__Instruction__:
Below are records; transcribe only the line with "request: give the outline of every instance of the bare" and those after it, through the last line, without any change.
☆ ☆ ☆ ☆ ☆ ☆ ☆
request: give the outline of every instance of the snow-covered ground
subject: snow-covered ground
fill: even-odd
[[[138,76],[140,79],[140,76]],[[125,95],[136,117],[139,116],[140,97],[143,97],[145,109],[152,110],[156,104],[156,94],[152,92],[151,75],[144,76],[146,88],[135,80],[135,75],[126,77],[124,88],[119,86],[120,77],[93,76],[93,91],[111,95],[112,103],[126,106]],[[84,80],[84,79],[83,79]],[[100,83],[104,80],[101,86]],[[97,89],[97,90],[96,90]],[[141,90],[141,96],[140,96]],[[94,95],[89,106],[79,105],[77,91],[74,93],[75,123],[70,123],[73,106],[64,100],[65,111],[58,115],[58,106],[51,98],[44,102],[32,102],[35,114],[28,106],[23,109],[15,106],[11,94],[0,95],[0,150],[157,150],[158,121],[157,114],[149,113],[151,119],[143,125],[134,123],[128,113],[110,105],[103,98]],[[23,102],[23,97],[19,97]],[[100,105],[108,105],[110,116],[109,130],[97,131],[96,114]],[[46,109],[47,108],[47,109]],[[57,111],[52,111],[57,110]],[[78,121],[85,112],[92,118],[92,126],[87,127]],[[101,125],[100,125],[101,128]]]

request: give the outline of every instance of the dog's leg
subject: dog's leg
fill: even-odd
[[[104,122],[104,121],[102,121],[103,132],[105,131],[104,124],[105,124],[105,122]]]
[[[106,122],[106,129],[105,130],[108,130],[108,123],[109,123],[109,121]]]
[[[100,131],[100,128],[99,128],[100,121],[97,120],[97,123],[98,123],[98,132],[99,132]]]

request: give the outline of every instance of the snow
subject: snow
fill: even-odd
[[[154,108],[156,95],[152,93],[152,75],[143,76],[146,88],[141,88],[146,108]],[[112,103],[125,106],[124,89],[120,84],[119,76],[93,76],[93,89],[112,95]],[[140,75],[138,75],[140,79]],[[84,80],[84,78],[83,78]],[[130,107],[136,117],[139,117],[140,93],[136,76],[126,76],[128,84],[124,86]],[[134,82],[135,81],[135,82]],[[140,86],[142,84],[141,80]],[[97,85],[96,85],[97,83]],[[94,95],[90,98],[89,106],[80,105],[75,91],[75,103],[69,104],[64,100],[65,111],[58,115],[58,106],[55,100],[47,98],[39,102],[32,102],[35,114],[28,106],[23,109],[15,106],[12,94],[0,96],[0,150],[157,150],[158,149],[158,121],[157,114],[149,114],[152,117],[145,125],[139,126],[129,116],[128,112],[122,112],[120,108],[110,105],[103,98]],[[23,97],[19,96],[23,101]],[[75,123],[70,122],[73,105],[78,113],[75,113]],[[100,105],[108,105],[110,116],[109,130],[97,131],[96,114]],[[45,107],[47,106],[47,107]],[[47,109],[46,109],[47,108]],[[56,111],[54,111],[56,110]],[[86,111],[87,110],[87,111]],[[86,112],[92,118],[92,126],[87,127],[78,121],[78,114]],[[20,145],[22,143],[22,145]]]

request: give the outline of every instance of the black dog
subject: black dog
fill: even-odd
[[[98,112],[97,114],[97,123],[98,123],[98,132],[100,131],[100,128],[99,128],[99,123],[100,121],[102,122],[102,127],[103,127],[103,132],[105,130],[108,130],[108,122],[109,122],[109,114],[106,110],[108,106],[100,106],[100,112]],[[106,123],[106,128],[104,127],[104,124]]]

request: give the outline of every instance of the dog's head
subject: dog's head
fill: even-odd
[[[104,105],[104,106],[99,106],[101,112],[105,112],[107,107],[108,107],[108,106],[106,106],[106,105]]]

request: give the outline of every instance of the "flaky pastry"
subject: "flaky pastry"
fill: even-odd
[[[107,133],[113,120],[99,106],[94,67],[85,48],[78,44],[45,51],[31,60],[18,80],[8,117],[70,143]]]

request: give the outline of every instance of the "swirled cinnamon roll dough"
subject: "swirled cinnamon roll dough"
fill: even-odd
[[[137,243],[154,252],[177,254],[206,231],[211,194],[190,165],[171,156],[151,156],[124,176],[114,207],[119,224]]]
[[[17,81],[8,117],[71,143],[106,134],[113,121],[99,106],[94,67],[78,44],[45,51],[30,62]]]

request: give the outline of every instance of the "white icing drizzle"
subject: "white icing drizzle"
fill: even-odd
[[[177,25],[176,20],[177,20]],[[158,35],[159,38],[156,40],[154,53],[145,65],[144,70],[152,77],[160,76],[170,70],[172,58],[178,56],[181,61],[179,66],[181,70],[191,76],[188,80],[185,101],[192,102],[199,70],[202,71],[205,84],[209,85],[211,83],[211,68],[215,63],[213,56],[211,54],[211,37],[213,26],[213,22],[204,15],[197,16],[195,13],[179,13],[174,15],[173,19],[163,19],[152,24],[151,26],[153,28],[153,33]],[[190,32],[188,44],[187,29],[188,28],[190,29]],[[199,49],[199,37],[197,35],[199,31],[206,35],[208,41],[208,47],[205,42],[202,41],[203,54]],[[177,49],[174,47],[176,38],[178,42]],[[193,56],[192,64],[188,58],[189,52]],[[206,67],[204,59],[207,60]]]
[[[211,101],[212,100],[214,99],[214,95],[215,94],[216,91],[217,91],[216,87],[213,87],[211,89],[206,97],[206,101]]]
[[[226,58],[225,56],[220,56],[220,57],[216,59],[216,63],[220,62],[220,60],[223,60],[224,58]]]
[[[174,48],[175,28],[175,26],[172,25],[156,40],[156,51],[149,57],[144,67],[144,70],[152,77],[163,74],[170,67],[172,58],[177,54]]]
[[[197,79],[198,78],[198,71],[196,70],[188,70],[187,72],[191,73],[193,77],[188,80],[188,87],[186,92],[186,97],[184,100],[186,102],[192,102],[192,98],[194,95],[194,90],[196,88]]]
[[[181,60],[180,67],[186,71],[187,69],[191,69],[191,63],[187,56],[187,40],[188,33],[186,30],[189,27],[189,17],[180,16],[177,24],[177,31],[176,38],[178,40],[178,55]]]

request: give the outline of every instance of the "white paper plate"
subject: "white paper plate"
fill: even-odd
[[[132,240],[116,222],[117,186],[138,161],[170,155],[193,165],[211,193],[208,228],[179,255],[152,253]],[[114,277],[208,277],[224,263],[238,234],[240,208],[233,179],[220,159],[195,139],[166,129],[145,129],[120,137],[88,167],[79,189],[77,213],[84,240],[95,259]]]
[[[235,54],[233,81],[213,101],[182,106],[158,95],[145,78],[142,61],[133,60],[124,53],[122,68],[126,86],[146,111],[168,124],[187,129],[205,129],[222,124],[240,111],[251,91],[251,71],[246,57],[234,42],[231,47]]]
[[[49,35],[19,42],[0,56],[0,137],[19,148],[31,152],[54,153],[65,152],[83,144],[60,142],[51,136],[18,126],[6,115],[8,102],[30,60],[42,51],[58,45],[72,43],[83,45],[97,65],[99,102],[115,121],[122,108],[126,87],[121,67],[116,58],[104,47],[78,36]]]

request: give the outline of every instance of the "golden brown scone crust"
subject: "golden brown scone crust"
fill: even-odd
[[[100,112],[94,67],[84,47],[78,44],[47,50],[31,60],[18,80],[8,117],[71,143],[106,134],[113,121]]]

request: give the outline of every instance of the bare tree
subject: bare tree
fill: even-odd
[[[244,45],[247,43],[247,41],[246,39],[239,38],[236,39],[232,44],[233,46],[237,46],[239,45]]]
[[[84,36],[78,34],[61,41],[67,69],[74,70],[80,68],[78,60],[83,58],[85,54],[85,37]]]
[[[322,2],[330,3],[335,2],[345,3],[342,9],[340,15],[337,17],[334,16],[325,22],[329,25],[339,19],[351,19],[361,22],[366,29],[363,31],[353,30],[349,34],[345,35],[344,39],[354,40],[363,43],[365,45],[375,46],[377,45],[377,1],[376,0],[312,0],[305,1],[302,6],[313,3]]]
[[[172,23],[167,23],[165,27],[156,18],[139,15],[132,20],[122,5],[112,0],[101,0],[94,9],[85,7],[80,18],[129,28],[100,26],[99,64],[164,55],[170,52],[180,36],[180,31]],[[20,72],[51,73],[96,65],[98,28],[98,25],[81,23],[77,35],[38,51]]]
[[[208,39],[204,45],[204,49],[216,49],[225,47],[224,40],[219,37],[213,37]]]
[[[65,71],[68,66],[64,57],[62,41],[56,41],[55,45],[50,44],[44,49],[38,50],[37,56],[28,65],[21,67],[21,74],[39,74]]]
☆ ☆ ☆ ☆ ☆ ☆ ☆
__Final answer__:
request: give the outline of every instance of the bare tree
subject: bare tree
fill: even-odd
[[[244,45],[247,43],[247,41],[246,39],[239,38],[236,39],[232,44],[233,46],[237,46],[239,45]]]
[[[84,36],[78,34],[61,41],[67,69],[74,70],[80,68],[78,60],[83,58],[85,54],[85,37]]]
[[[322,2],[330,3],[335,2],[345,3],[342,9],[340,15],[337,17],[334,16],[325,22],[329,25],[339,19],[351,19],[361,22],[366,29],[363,31],[353,30],[349,34],[345,35],[344,39],[354,40],[363,43],[365,45],[375,46],[377,45],[377,1],[376,0],[312,0],[305,1],[302,6],[313,3]]]
[[[172,23],[167,23],[165,27],[156,18],[139,15],[132,20],[122,5],[112,0],[101,0],[94,9],[85,7],[80,18],[129,28],[100,26],[99,64],[164,55],[170,52],[180,36],[180,31]],[[20,72],[51,73],[96,65],[98,28],[98,25],[81,23],[77,35],[38,51]]]
[[[208,39],[204,45],[204,49],[216,49],[225,47],[224,40],[219,37],[213,37]]]
[[[65,71],[68,66],[64,57],[62,41],[56,41],[55,45],[50,44],[44,49],[38,50],[37,56],[28,65],[21,67],[21,74],[39,74]]]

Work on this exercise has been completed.